#### [Travail à réaliser]
Modifiez le passage du texte sur le monothéisme sinaïtique qui s'ouvre sur "Cette expression fondamentale" et se clôt sur "et la voie." : remplacez "discernement" par "intellection", puis recopiez le passage en entier.

Cette expression fondamentale du monothéisme sinaïtique renferme les deux piliers de toute spiritualité humaine, à savoir
- le discernement métaphysique d’une part et
- la concentration contemplative d’autre part ;
- la doctrine et la méthode, ou
- la vérité et la voie.
- premièrement « s’unir à Dieu» dans le coeur,
- deuxièmement « contempler Dieu » dans l’âme,
- et troisièmement «opérer en Dieu » avec les mains et par le corps (1).
L’Évangile donne de la sentence sinaïtique une version légèrement modifiée, en ce sens qu’il rend explicite un élément qui dans la Thora était implicite, à savoir la « pensée » ; ce terme se trouve dans les trois Evangiles synoptiques, tandis que l’élément « force » ne se retrouve que dans les versions de Marc et de Luc (2), ce qui indique peut-être un certain changement d’accent ou de perspective par rapport à l’ « Ancienne Loi » l’élément. « pensée » se détache de l’élément « âme » et gagne en importance sur l’élément « force », lequel concerne les oeuvres ; il y a là comme le signe d’une tendance à l’intériorisation de l’activité. En d’autres termes : alors que pour la Thora l’ « âme » est à la fois active ou opérative et passive ou contemplative, l’Évangile semble appeler « âme» l’élément passif contemplatif, et « pensée » l’élément actif opératif ; on peut supposer que c’est pour marquer la précellence de l’activité intérieure sur les oeuvres extérieures.
L’élément « force » ou « oeuvres » semble donc avoir dans le Christianisme un autre accent que dans le Judaïsme : dans celui-ci, la « pensée » est en quelque sorte la concomitance intérieure de l’observance extérieure, tandis que dans le Christianisme les oeuvres apparaissent plutôt comme l’extériorisation, ou la confirmation externe, de l’activité de l’âme.
Les Juifs contestent la légitimité et l’efficacité de cette intériorisation relative (3) ; inversement, les Chrétiens croient volontiers que la complication des prescriptions extérieures (mitsvoth) nuit aux vertus intérieures (4) ; en réalité, s’il est vrai que la « lettre » peut tuer 1’ « esprit », il n’est pas moins vrai que le sentimentalisme peut tuer la « lettre », abstraction faite de ce qu’aucun défaut spirituel n’est l’apanage exclusif d’une religion.

#### [Données fournies]
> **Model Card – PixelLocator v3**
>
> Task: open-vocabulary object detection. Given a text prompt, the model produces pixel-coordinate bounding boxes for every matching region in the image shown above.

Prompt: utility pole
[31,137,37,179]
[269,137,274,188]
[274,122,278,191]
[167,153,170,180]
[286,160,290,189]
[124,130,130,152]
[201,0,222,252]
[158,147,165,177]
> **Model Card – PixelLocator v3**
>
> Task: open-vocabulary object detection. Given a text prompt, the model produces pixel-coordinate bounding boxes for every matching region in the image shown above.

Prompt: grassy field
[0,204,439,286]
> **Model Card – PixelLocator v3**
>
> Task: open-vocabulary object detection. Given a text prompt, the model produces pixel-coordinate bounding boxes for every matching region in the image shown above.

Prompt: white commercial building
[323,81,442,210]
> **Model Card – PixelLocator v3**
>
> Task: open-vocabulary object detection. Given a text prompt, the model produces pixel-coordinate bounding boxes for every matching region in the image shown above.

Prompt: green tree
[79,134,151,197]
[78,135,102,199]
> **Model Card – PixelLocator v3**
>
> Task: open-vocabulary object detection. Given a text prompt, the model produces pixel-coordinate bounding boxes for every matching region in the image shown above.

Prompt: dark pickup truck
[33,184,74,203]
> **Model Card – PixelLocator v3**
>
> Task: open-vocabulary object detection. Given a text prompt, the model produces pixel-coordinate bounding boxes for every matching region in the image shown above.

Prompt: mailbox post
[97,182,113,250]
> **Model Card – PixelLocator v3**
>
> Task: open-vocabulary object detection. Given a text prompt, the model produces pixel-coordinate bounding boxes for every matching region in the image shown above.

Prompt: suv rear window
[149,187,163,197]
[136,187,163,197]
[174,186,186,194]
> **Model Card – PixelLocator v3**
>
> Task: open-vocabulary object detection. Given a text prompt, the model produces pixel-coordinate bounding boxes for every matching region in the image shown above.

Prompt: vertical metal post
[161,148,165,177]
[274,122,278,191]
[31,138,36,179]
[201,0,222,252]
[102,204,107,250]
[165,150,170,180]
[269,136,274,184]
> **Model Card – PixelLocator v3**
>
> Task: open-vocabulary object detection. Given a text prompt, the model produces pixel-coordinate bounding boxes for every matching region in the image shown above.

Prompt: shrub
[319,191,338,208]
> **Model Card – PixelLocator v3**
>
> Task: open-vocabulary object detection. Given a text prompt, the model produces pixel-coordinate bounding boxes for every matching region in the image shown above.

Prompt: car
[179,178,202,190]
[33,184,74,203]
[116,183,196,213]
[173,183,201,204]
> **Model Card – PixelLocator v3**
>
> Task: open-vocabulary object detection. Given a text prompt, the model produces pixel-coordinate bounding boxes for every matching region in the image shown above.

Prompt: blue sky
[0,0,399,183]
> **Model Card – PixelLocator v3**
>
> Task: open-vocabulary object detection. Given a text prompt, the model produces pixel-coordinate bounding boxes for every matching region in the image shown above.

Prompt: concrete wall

#### [Corrigé de l'exercice]
Cette expression fondamentale du monothéisme sinaïtique renferme les deux piliers de toute spiritualité humaine, à savoir
- le intellection métaphysique d’une part et
- la concentration contemplative d’autre part ;
- la doctrine et la méthode, ou
- la vérité et la voie.